THE INPUT -
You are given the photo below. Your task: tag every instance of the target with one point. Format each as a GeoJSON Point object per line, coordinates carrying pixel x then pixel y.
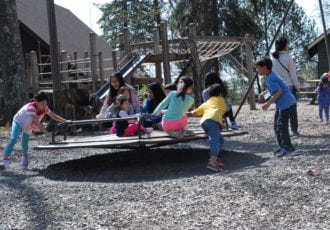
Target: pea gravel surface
{"type": "Point", "coordinates": [170, 187]}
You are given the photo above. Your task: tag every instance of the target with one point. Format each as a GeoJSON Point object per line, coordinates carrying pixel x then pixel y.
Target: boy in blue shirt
{"type": "Point", "coordinates": [285, 104]}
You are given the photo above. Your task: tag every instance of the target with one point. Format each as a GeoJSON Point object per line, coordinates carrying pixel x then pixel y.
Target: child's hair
{"type": "Point", "coordinates": [264, 61]}
{"type": "Point", "coordinates": [112, 91]}
{"type": "Point", "coordinates": [280, 45]}
{"type": "Point", "coordinates": [215, 90]}
{"type": "Point", "coordinates": [170, 86]}
{"type": "Point", "coordinates": [123, 89]}
{"type": "Point", "coordinates": [120, 99]}
{"type": "Point", "coordinates": [212, 78]}
{"type": "Point", "coordinates": [324, 81]}
{"type": "Point", "coordinates": [187, 82]}
{"type": "Point", "coordinates": [158, 93]}
{"type": "Point", "coordinates": [41, 96]}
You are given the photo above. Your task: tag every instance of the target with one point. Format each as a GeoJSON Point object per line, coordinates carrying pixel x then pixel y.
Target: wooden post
{"type": "Point", "coordinates": [158, 65]}
{"type": "Point", "coordinates": [76, 65]}
{"type": "Point", "coordinates": [121, 46]}
{"type": "Point", "coordinates": [196, 63]}
{"type": "Point", "coordinates": [249, 58]}
{"type": "Point", "coordinates": [54, 56]}
{"type": "Point", "coordinates": [92, 45]}
{"type": "Point", "coordinates": [114, 61]}
{"type": "Point", "coordinates": [64, 66]}
{"type": "Point", "coordinates": [126, 41]}
{"type": "Point", "coordinates": [166, 59]}
{"type": "Point", "coordinates": [101, 68]}
{"type": "Point", "coordinates": [34, 71]}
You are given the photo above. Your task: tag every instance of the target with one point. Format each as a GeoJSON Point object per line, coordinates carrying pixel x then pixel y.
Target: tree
{"type": "Point", "coordinates": [298, 29]}
{"type": "Point", "coordinates": [140, 17]}
{"type": "Point", "coordinates": [12, 70]}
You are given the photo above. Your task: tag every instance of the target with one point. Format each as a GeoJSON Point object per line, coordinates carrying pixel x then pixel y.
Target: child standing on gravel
{"type": "Point", "coordinates": [323, 97]}
{"type": "Point", "coordinates": [211, 78]}
{"type": "Point", "coordinates": [176, 103]}
{"type": "Point", "coordinates": [213, 110]}
{"type": "Point", "coordinates": [26, 120]}
{"type": "Point", "coordinates": [285, 104]}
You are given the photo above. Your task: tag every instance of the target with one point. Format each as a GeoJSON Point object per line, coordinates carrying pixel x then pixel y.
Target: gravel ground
{"type": "Point", "coordinates": [170, 188]}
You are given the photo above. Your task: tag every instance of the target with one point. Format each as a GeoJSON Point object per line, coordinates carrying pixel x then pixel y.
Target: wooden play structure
{"type": "Point", "coordinates": [196, 51]}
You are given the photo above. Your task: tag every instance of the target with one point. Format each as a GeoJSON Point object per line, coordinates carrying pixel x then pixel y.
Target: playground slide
{"type": "Point", "coordinates": [126, 70]}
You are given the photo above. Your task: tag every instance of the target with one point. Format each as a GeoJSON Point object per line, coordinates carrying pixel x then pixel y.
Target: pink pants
{"type": "Point", "coordinates": [130, 130]}
{"type": "Point", "coordinates": [175, 125]}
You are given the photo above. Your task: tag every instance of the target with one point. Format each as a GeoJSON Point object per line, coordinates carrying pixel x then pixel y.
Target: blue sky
{"type": "Point", "coordinates": [89, 14]}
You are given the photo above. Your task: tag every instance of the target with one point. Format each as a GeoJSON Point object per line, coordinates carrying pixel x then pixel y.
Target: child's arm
{"type": "Point", "coordinates": [35, 119]}
{"type": "Point", "coordinates": [272, 99]}
{"type": "Point", "coordinates": [56, 117]}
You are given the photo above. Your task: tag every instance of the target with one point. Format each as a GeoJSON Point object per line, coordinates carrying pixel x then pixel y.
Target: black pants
{"type": "Point", "coordinates": [294, 117]}
{"type": "Point", "coordinates": [230, 114]}
{"type": "Point", "coordinates": [281, 127]}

INSTRUCTIONS FOR THE TASK - Print all data above verbatim, except pictures.

OUTPUT OF THE EXERCISE -
You are given the photo below. Your task: tag every instance of the target with one point. Format each as a GeoJSON Point object per line, coordinates carrying pixel x then pixel y.
Target: pea gravel surface
{"type": "Point", "coordinates": [170, 187]}
You are given the photo above. Your task: tag every instance of the target with one point. Format each as a GeoJSON Point object per line, coordinates carrying pixel x then pixel y.
Target: boy in blue shirt
{"type": "Point", "coordinates": [285, 104]}
You are given the photo above. Your task: tag every instance of the target with one point. Format each as a GeoJSON Point object per line, coordinates carrying pixel x then pixel y.
Target: child's hair
{"type": "Point", "coordinates": [264, 61]}
{"type": "Point", "coordinates": [112, 91]}
{"type": "Point", "coordinates": [280, 45]}
{"type": "Point", "coordinates": [215, 90]}
{"type": "Point", "coordinates": [170, 86]}
{"type": "Point", "coordinates": [123, 89]}
{"type": "Point", "coordinates": [120, 99]}
{"type": "Point", "coordinates": [212, 78]}
{"type": "Point", "coordinates": [324, 81]}
{"type": "Point", "coordinates": [187, 82]}
{"type": "Point", "coordinates": [158, 93]}
{"type": "Point", "coordinates": [41, 96]}
You are given the photo above. Your task: tag every instance of the target with one point. Format each as a GeoJSON Point object per line, coordinates carrying pixel x then pixel y.
Target: wooden post
{"type": "Point", "coordinates": [158, 65]}
{"type": "Point", "coordinates": [76, 65]}
{"type": "Point", "coordinates": [121, 46]}
{"type": "Point", "coordinates": [196, 63]}
{"type": "Point", "coordinates": [249, 58]}
{"type": "Point", "coordinates": [54, 56]}
{"type": "Point", "coordinates": [92, 45]}
{"type": "Point", "coordinates": [114, 61]}
{"type": "Point", "coordinates": [64, 66]}
{"type": "Point", "coordinates": [126, 41]}
{"type": "Point", "coordinates": [166, 59]}
{"type": "Point", "coordinates": [101, 68]}
{"type": "Point", "coordinates": [34, 71]}
You are given the photo above. Your task: tag every instance of the target with one point. Format each as a GeoJSON Point object per line, coordinates carrying pixel x then pixel y.
Target: tree
{"type": "Point", "coordinates": [298, 29]}
{"type": "Point", "coordinates": [140, 17]}
{"type": "Point", "coordinates": [12, 70]}
You are given the photo above. Your task: tag every instance of the target with one point. Format each as a GeoJSON Point object per line, coordinates carrying pixel x then pixel y.
Target: child standing on gravel
{"type": "Point", "coordinates": [323, 97]}
{"type": "Point", "coordinates": [211, 78]}
{"type": "Point", "coordinates": [176, 103]}
{"type": "Point", "coordinates": [213, 110]}
{"type": "Point", "coordinates": [26, 120]}
{"type": "Point", "coordinates": [285, 104]}
You are given the photo above. Your task: tag every instance of the target with one point. Format each as a GeoJSON Point object per line, coordinates carrying pixel x then pixel y.
Target: gravel ground
{"type": "Point", "coordinates": [170, 188]}
You are given the photo above. Your task: tag every instance of the target with one point. Format each as a GeoJSON Point object per line, coordinates carrying pixel x then pixel y.
Target: wooden play structure
{"type": "Point", "coordinates": [196, 51]}
You are given the photo above. Your task: tag every instance of the target with one point. Format each as a GeoJSON Point object per line, coordinates carrying pixel x then pixel y.
Target: playground slide
{"type": "Point", "coordinates": [126, 70]}
You are given the photo above. Your task: tag every instance of the target with one point. Format each as a GeoJSON Point object per line, coordinates carrying pixel x then pixel y.
Target: pink pants
{"type": "Point", "coordinates": [130, 130]}
{"type": "Point", "coordinates": [175, 125]}
You are given the photo above. Your task: tag every instance of the target with one point. Format each as a GeoJSON Point object per line, coordinates carrying pixel x then pixel y.
Target: blue sky
{"type": "Point", "coordinates": [89, 14]}
You are given the photo above. Your task: tag every instance of the target with one point. Format each as a GeoJSON Point object per line, coordinates carrying pixel x then pixel y.
Target: child's arm
{"type": "Point", "coordinates": [35, 119]}
{"type": "Point", "coordinates": [272, 99]}
{"type": "Point", "coordinates": [56, 117]}
You are given the photo above. Your task: tag every instance of the target with one point. Format each as a GeoJSON Point object per line, coordinates carrying pixel x then pixel y.
Target: black pants
{"type": "Point", "coordinates": [294, 117]}
{"type": "Point", "coordinates": [230, 114]}
{"type": "Point", "coordinates": [281, 127]}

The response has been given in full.